## Instruction
Turn the lines below, starting at the one containing "TARGET = parked car" and ending at the one containing "(1353, 563)", both included, into a Markdown table with the columns Row and Entry. Number each row and skip any blank lines.

## Data shown
-*-
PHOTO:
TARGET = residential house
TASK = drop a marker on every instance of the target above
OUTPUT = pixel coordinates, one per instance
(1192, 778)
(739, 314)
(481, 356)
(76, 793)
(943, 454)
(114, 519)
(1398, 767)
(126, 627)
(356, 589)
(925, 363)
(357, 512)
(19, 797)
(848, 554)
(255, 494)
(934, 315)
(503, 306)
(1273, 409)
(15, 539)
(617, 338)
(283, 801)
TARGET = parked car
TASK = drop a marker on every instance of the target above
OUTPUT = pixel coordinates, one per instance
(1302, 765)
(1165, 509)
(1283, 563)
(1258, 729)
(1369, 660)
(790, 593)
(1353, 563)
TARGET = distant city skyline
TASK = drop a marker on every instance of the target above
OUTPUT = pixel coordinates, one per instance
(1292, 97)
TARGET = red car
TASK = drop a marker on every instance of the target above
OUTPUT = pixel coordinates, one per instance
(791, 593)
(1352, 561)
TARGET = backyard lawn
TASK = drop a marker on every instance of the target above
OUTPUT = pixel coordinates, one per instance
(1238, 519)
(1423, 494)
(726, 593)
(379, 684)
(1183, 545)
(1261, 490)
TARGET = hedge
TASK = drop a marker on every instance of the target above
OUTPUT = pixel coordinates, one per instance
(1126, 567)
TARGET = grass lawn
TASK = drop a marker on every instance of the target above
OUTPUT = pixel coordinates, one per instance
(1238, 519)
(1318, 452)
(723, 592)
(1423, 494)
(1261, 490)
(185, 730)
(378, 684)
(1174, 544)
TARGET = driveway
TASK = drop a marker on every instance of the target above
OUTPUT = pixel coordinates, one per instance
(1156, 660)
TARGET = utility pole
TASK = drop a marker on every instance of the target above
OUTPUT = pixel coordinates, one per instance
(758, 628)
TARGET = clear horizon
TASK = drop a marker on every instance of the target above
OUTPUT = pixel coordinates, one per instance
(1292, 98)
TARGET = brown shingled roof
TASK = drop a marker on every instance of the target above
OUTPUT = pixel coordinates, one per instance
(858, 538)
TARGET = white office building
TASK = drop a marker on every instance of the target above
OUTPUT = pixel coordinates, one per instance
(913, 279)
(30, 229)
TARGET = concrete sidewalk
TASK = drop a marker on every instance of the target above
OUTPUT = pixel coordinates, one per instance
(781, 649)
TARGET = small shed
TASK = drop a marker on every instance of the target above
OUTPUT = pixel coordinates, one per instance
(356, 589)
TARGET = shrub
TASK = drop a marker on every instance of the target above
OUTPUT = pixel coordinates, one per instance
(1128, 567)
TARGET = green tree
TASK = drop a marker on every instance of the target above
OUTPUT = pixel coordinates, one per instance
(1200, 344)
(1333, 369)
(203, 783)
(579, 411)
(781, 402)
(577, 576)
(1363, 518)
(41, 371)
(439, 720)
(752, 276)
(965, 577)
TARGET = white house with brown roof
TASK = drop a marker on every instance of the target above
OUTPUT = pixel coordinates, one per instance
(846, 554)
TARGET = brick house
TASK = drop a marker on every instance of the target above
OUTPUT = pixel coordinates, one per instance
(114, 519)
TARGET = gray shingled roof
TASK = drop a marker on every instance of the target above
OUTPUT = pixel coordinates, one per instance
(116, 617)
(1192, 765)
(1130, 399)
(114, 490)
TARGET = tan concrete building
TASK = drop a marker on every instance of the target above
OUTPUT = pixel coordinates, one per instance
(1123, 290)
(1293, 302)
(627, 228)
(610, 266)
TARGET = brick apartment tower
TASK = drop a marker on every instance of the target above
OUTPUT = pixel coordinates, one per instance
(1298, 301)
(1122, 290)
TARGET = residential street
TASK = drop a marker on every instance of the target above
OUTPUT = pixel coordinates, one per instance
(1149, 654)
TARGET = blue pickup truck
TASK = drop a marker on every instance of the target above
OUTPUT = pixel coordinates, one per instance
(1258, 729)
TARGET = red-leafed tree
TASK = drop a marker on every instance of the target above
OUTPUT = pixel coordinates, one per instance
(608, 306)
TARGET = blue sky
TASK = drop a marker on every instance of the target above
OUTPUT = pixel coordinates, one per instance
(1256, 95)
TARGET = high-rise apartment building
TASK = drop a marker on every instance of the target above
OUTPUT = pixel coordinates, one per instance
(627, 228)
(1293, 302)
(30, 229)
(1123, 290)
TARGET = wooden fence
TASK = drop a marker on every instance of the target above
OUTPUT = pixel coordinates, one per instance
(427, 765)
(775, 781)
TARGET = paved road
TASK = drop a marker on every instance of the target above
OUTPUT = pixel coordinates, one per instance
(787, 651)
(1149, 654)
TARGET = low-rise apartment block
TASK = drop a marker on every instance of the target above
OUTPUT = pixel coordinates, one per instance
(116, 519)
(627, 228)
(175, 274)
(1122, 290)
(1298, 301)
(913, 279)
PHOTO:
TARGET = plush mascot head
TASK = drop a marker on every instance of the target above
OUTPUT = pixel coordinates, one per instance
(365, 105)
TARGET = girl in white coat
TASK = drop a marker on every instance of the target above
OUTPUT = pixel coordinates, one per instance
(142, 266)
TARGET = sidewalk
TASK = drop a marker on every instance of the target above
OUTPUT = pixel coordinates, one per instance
-*-
## Solution to this task
| Row | Entry |
|---|---|
| 1 | TARGET = parked car |
| 2 | TASK = drop a marker on every instance of the target above |
| 3 | OUTPUT = pixel coordinates, one per instance |
| 4 | (1302, 765) |
| 5 | (1165, 509) |
| 6 | (1283, 563) |
| 7 | (1258, 729) |
| 8 | (1369, 660) |
| 9 | (790, 593) |
| 10 | (1353, 563) |